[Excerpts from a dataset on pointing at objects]
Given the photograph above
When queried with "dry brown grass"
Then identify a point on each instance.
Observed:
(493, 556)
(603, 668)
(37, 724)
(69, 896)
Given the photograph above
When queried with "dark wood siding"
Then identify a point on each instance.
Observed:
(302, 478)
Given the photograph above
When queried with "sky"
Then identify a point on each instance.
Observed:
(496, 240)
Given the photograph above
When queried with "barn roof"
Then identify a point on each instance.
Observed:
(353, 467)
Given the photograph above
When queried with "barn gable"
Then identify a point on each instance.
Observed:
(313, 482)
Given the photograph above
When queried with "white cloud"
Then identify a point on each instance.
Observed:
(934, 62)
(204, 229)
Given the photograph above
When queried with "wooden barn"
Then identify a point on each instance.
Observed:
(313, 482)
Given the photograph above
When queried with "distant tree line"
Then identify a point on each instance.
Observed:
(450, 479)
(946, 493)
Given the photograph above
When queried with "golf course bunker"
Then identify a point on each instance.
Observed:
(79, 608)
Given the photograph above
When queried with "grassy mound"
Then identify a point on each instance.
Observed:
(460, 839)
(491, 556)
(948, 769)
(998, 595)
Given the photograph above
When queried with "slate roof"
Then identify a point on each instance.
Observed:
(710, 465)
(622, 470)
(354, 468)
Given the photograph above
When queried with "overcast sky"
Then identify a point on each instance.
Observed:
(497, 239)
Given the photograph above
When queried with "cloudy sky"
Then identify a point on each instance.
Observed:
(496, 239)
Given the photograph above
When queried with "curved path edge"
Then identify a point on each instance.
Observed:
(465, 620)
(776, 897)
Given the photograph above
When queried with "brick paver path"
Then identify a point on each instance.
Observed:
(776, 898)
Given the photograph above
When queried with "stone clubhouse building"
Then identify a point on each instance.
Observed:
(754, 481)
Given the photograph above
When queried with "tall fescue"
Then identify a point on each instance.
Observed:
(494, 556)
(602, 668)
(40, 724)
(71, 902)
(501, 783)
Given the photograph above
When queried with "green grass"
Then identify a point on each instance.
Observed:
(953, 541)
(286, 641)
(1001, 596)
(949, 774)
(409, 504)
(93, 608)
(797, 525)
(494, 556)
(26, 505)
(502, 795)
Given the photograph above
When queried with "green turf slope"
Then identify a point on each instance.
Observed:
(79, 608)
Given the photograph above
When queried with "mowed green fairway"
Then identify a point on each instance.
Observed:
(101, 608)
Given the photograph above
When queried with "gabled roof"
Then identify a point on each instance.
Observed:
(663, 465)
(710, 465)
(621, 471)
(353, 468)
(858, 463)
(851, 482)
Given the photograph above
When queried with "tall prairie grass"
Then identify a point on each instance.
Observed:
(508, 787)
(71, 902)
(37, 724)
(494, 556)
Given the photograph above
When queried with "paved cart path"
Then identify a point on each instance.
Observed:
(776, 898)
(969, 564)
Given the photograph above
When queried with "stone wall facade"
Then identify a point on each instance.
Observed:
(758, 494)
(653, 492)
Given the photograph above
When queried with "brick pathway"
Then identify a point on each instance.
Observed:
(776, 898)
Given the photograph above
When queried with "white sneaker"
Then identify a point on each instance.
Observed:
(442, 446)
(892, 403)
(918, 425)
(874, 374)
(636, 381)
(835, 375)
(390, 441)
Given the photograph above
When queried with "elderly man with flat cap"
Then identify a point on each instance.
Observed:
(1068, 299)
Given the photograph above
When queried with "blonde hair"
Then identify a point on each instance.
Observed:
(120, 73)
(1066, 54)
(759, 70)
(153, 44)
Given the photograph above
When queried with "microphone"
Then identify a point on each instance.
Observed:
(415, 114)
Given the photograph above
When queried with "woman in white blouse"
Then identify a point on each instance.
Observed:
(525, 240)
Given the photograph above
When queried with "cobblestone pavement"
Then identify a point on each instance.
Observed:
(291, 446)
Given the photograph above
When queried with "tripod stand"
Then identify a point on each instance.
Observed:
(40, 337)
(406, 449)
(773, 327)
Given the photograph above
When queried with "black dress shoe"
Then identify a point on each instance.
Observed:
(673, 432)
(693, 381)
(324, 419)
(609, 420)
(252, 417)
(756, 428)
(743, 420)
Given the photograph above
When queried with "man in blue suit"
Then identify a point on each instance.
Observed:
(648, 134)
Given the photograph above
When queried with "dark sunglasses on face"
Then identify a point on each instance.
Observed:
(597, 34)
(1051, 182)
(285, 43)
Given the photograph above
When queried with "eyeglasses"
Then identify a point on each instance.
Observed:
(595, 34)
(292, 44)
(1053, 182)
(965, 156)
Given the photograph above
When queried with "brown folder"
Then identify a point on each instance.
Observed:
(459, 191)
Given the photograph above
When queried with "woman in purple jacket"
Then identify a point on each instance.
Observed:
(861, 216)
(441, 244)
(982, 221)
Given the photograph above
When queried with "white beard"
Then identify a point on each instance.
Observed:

▶ [Job]: Report every line of the data above that contains the word "roof", copying each one in full.

▶ [Final answer]:
When queried with "barn roof"
When queried with "slate roof"
When queried with "gabled roof"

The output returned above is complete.